Excerpts from a dataset
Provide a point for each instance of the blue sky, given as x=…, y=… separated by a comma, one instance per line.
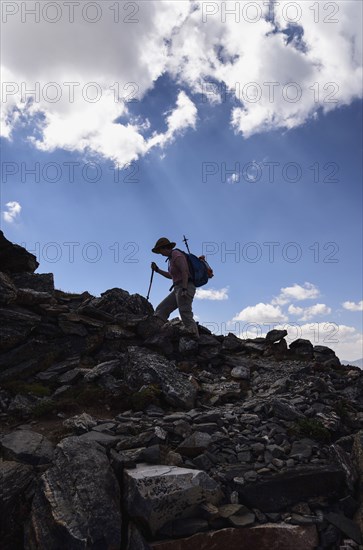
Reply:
x=270, y=189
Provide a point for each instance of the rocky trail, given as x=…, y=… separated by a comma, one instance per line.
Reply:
x=116, y=434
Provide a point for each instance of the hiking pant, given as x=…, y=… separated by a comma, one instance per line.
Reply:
x=174, y=301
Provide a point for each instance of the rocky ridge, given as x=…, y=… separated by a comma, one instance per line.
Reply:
x=118, y=434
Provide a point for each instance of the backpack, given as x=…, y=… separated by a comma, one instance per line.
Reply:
x=199, y=268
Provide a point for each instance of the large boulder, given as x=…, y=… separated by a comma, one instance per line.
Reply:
x=276, y=492
x=15, y=326
x=117, y=301
x=27, y=446
x=302, y=348
x=15, y=483
x=14, y=258
x=77, y=503
x=145, y=368
x=156, y=495
x=40, y=282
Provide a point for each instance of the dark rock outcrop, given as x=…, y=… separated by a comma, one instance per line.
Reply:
x=165, y=441
x=77, y=503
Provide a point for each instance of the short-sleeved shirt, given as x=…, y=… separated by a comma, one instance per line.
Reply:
x=175, y=272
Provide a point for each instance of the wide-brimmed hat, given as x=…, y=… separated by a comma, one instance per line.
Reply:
x=161, y=243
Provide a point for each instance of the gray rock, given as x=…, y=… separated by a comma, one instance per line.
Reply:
x=8, y=290
x=276, y=492
x=184, y=527
x=194, y=444
x=58, y=369
x=302, y=449
x=16, y=325
x=40, y=282
x=188, y=346
x=262, y=537
x=284, y=410
x=145, y=368
x=77, y=503
x=30, y=297
x=15, y=258
x=16, y=480
x=102, y=369
x=81, y=423
x=28, y=447
x=98, y=437
x=241, y=373
x=118, y=301
x=302, y=348
x=160, y=494
x=326, y=356
x=232, y=343
x=275, y=335
x=22, y=405
x=346, y=525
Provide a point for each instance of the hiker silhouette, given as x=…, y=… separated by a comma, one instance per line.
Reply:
x=182, y=290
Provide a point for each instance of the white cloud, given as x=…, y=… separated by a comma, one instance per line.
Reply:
x=125, y=59
x=352, y=306
x=182, y=117
x=313, y=311
x=346, y=341
x=261, y=313
x=13, y=211
x=211, y=294
x=122, y=59
x=295, y=310
x=296, y=292
x=235, y=177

## Exercise objective
Which of the lines above carry the string "rocky"? Pick them out and copy them.

## Task response
Provide a point for each instance of the rocky trail, given as x=…, y=… separated by a comma, one instance per line.
Provide a point for each instance of the rocky ridge, given as x=…, y=… separated by a comma, one instance per line.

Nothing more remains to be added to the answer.